Supplied records ::
__________
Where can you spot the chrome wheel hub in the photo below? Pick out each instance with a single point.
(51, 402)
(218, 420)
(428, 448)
__________
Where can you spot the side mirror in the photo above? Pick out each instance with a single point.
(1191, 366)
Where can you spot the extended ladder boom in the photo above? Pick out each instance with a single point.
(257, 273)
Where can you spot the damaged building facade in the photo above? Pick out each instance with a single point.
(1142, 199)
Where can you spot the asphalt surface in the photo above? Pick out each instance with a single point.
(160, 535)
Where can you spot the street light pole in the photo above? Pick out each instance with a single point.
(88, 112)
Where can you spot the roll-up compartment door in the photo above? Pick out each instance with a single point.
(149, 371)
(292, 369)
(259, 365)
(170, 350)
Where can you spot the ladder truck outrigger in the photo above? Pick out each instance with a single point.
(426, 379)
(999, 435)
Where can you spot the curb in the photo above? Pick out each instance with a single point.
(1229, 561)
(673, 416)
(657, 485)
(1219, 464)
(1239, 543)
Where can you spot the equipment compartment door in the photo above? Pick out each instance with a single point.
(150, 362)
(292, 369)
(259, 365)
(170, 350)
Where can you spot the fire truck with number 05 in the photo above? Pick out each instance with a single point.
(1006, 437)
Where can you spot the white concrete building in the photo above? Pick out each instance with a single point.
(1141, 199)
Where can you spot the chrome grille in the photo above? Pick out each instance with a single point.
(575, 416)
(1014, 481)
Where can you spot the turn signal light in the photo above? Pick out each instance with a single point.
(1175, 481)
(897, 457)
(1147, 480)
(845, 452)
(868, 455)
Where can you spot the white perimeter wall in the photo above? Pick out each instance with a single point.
__________
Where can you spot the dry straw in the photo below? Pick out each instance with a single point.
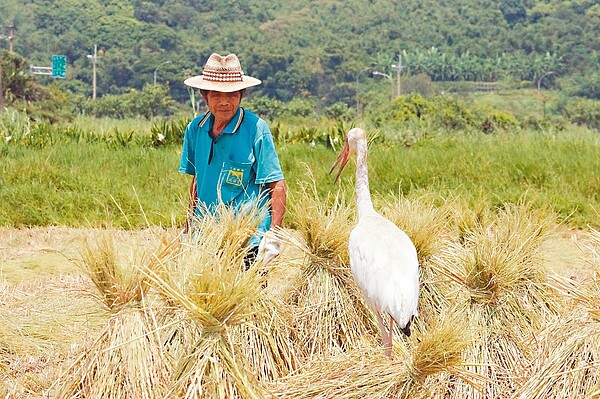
__________
Your objective ::
Taking the line with "Where can you spot the equipment" as the first and the line with "Where can you spot the white perimeter" as the last, retype that stretch of the data above exactly, with no other lines.

Result ::
Where can you spot the equipment compartment door in the photo above? Pick out each instance with a single point.
(150, 362)
(292, 369)
(259, 365)
(170, 350)
Where can you spot the fire truck with number 05 in the photo above? Pick out each instance with a single point.
(1006, 437)
Where can you spot the white concrete building in the photo above? Pick out each instance with a single point.
(1141, 199)
Where can you spot the chrome grille in the photo above? Pick out each instance with a single point.
(575, 416)
(1014, 481)
Where can you spot the turn signal light in the photo above? Pick out each instance with a single point.
(1175, 481)
(897, 457)
(1147, 480)
(845, 452)
(868, 455)
Where can you spot the white perimeter wall in the photo above? Pick out each instance with a single point.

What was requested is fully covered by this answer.